| Problem description |
Could you give the lines below as a numbered list, leaving out any blank lines?

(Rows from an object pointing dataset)
┄┄┄┄┄┄┄┄┄┄
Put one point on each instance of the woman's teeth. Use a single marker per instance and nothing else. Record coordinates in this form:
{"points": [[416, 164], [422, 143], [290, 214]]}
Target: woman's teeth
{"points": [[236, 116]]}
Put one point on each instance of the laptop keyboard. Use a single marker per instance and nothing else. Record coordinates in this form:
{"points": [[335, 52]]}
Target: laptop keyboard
┄┄┄┄┄┄┄┄┄┄
| Written response |
1. Put one point on each instance of the woman's teeth. Use a single marker per instance and nothing else. Record coordinates in this form:
2. {"points": [[416, 164], [422, 143], [290, 214]]}
3. Target: woman's teeth
4. {"points": [[236, 116]]}
5. Put one point on each instance of the laptop keyboard. Use a single marker per instance and nothing else. Record coordinates in this form:
6. {"points": [[335, 52]]}
7. Target: laptop keyboard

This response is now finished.